* GOAL *
Please find each line in the data below that contains the word "whisker", and copy those lines out.

* Dataset rows *
----------------------------------------
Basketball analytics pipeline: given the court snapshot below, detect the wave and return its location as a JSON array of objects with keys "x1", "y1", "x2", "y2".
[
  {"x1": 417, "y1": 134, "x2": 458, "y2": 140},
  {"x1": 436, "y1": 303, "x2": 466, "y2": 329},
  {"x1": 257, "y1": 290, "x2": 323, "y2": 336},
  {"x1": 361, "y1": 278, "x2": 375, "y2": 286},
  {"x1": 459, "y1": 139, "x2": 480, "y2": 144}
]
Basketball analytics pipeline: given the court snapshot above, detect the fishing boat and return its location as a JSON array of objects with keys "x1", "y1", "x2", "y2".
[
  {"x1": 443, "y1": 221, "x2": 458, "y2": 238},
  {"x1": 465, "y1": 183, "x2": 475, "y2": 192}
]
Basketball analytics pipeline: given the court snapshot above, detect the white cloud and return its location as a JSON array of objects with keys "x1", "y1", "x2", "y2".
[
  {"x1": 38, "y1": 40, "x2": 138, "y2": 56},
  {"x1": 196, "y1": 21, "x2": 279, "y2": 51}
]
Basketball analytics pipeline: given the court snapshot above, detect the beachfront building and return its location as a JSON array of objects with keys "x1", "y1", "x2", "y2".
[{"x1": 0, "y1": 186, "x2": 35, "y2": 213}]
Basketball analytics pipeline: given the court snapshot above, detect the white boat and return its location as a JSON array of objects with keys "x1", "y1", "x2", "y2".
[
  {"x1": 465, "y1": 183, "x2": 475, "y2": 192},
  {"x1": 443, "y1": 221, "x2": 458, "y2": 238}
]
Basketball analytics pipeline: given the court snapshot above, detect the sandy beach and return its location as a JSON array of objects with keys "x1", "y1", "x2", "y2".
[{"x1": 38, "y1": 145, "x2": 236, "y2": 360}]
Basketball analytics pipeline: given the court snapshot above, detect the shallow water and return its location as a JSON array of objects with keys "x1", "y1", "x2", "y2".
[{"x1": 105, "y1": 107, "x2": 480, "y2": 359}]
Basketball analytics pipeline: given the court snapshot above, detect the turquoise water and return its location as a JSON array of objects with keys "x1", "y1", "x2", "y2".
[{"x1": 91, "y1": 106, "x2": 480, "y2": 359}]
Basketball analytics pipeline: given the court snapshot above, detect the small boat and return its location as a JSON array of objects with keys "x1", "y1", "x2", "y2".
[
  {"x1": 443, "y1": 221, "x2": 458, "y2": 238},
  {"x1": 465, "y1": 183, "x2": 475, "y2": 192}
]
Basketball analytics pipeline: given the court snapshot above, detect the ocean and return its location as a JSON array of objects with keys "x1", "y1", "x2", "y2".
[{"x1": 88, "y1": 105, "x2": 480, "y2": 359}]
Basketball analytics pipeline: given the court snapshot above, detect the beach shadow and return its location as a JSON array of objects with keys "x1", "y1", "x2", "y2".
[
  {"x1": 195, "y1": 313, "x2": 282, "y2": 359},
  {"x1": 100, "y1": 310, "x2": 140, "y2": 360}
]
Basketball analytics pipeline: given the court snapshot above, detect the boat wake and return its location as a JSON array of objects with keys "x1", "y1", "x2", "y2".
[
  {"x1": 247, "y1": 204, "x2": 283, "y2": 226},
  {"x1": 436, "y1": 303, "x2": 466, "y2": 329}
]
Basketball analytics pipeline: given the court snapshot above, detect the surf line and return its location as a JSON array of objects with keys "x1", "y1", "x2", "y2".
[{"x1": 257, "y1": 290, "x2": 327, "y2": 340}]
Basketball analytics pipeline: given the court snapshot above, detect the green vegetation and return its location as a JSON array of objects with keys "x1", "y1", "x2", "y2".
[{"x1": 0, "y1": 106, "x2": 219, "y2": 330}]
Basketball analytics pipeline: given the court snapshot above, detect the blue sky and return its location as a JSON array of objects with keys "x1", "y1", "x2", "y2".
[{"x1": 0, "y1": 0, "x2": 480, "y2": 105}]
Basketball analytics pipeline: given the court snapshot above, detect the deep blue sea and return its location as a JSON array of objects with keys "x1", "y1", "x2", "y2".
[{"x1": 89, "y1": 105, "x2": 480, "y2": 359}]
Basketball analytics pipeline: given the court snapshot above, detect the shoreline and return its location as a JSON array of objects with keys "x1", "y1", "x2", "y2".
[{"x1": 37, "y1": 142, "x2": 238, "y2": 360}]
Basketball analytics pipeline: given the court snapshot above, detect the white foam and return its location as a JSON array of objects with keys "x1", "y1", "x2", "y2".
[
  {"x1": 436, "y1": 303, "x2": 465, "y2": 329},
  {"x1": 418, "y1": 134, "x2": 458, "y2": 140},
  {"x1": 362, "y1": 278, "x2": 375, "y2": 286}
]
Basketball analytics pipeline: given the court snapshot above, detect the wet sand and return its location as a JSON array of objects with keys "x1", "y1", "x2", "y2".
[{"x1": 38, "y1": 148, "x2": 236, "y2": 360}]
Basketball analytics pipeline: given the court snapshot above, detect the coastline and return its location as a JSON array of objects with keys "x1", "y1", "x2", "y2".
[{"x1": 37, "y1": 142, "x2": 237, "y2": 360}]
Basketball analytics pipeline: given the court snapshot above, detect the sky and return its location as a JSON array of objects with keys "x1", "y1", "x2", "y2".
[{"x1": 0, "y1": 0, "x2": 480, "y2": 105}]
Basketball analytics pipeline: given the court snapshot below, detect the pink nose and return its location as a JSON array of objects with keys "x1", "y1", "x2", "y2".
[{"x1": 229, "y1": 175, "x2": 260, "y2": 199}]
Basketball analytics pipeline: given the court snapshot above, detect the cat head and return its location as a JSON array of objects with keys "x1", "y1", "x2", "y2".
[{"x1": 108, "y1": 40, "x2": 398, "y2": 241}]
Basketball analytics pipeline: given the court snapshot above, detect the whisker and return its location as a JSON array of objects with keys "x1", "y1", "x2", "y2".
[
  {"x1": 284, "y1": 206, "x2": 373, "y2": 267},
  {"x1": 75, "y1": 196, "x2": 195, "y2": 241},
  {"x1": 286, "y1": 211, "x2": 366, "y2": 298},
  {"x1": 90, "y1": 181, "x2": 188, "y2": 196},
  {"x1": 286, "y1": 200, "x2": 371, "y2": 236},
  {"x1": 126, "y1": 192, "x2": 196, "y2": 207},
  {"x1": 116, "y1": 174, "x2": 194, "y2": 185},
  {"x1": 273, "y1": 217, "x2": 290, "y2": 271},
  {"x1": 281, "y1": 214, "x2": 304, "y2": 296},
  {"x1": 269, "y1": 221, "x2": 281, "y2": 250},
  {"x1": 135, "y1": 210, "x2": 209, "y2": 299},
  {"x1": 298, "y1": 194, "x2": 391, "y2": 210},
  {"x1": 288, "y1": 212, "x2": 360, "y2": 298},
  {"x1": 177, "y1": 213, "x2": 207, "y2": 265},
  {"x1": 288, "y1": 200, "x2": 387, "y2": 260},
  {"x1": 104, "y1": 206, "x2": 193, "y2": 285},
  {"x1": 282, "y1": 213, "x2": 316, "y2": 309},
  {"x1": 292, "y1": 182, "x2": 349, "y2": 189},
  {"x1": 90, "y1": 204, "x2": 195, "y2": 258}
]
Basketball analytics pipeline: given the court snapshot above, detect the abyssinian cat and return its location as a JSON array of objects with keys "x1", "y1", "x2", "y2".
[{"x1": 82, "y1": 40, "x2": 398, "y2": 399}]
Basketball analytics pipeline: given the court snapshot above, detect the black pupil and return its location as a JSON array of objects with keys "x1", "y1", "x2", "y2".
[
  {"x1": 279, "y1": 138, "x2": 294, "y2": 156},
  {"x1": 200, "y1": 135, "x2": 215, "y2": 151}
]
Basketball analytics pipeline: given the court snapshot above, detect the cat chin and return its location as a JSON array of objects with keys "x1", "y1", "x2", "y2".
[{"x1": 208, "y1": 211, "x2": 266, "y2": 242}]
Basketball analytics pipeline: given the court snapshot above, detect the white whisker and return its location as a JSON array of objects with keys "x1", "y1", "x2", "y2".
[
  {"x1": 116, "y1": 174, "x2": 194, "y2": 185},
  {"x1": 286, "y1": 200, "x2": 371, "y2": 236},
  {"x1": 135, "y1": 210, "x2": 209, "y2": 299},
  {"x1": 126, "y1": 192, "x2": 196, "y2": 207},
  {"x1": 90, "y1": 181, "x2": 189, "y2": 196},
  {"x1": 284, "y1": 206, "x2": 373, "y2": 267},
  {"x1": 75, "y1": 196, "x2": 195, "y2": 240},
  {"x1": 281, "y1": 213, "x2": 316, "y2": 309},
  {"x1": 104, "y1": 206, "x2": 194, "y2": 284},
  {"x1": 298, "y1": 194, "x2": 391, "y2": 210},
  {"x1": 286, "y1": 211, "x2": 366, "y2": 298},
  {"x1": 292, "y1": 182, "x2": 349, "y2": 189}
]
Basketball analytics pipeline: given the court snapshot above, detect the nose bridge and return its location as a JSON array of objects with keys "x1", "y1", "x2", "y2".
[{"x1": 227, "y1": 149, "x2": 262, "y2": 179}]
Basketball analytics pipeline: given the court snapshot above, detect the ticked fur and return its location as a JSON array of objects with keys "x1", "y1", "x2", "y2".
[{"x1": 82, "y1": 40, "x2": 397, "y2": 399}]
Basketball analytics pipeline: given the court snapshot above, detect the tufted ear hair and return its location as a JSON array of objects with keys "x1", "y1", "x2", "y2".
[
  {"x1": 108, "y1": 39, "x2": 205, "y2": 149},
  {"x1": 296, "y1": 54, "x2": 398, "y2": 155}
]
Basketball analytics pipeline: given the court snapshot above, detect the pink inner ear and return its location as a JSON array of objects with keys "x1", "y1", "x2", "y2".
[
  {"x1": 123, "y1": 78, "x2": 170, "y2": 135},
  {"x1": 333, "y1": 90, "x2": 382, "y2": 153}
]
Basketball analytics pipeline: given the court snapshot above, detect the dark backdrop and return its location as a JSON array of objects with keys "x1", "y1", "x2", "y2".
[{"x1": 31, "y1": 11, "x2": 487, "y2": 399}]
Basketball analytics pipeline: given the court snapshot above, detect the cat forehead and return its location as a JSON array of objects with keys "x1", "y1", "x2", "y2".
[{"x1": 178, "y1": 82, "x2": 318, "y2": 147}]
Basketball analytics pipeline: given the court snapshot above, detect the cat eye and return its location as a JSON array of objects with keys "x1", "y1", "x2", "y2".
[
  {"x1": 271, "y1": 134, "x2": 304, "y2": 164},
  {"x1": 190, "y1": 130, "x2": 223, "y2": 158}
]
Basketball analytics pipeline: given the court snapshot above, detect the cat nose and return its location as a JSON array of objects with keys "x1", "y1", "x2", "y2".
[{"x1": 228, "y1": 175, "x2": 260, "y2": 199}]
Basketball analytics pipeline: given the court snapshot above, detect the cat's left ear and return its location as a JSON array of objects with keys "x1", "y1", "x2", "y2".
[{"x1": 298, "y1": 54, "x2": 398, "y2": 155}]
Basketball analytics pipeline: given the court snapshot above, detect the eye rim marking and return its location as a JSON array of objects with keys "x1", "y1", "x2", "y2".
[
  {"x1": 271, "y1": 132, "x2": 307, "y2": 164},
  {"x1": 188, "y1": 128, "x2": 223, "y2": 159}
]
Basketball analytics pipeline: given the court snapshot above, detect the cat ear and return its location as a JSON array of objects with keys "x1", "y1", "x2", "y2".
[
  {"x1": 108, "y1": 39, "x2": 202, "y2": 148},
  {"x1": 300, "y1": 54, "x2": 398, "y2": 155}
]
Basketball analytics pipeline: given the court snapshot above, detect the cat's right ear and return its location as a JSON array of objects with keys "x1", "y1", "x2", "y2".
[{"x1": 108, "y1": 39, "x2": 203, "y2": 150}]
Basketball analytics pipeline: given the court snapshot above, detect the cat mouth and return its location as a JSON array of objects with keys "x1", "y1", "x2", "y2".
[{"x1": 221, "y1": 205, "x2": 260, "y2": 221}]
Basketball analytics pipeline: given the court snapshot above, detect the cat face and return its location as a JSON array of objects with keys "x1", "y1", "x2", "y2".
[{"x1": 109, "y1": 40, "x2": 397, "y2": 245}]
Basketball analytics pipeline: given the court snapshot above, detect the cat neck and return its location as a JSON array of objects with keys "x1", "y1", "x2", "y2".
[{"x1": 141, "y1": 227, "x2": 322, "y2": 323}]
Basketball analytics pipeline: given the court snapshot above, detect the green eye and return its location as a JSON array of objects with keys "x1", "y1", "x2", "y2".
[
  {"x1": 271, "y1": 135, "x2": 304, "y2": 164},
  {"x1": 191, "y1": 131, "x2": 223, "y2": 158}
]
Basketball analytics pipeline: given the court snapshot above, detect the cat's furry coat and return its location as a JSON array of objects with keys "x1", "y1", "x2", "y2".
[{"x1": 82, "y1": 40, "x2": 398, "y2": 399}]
----------------------------------------
* WRITTEN RESPONSE *
Basketball analytics pipeline: given the court snapshot above, detect the whisker and return its location as a JSON array of objects with keys "x1", "y1", "x2", "y2".
Basketball analytics pipeline: given the court snapshot above, detect the white whisker and return its location as a JSON array of objects with keys "x1", "y1", "x2", "y2".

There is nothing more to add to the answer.